- [Work to be completed] Each record is to be written out exactly as it appears.

(Records drawn from a dataset)
►

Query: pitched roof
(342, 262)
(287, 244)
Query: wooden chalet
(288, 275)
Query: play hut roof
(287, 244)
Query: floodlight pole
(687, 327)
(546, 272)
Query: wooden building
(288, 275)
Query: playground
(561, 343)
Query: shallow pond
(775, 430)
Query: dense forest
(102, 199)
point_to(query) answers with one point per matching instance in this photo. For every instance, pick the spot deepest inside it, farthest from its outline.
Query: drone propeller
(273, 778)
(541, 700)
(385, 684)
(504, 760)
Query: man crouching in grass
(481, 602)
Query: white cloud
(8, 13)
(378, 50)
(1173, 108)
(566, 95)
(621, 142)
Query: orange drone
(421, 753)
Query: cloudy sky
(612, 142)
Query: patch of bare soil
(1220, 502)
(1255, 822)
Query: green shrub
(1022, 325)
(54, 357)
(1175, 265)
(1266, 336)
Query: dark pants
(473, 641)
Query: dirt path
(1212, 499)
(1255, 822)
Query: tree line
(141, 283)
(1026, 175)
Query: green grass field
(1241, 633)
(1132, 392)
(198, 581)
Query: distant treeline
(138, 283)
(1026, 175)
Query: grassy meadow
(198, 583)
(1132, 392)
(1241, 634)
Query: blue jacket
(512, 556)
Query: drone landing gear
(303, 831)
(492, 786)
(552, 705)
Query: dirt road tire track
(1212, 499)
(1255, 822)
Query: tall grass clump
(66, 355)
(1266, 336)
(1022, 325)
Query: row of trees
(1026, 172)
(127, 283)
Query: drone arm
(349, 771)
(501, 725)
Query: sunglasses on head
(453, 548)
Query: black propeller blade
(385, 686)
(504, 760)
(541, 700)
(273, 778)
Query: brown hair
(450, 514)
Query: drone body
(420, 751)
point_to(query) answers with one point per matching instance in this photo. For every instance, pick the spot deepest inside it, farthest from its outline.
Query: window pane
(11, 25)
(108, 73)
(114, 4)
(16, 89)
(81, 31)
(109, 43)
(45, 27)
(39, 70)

◄

- [Exercise result]
Query: pitched roof
(342, 262)
(287, 244)
Query: wooden chalet
(288, 275)
Query: play hut roof
(287, 244)
Query: floodlight pole
(687, 327)
(546, 272)
Query: wooden building
(288, 275)
Query: playground
(561, 343)
Query: shallow pond
(775, 430)
Query: dense forest
(102, 199)
point_to(query) answers with one point per matching instance in this photo. For every instance, pick the spot deepest inside it, farthest from its outline.
Query: drone propeller
(273, 778)
(541, 700)
(385, 684)
(504, 760)
Query: man crouching in grass
(481, 602)
Query: white cloud
(8, 13)
(378, 50)
(1173, 108)
(566, 95)
(621, 142)
Query: orange drone
(421, 753)
Query: cloudy sky
(612, 142)
Query: patch of bare soil
(1220, 502)
(1255, 822)
Query: green shrub
(1022, 325)
(54, 357)
(1175, 265)
(1266, 336)
Query: dark pants
(473, 641)
Query: dirt path
(1212, 499)
(1255, 822)
Query: tree line
(141, 283)
(1026, 175)
Query: green grass field
(1241, 633)
(1132, 392)
(198, 581)
Query: distant treeline
(138, 283)
(1026, 175)
Query: grassy meadow
(198, 583)
(1132, 392)
(1241, 634)
Query: blue jacket
(512, 556)
Query: drone landing gear
(303, 831)
(492, 786)
(552, 705)
Query: dirt road tire track
(1212, 499)
(1255, 822)
Query: tall grass clump
(66, 355)
(1266, 336)
(1022, 325)
Query: row of trees
(1026, 172)
(127, 283)
Query: drone arm
(349, 771)
(501, 725)
Query: sunglasses on head
(453, 548)
Query: black propeller blade
(385, 686)
(504, 760)
(541, 700)
(273, 778)
Query: brown hair
(450, 514)
Query: drone body
(420, 751)
point_to(query) answers with one point per matching instance in this photo. For every instance, pick the spot deepest inside it, farthest from its outline.
Query: window pane
(11, 25)
(108, 73)
(114, 4)
(16, 89)
(81, 31)
(109, 43)
(45, 27)
(39, 70)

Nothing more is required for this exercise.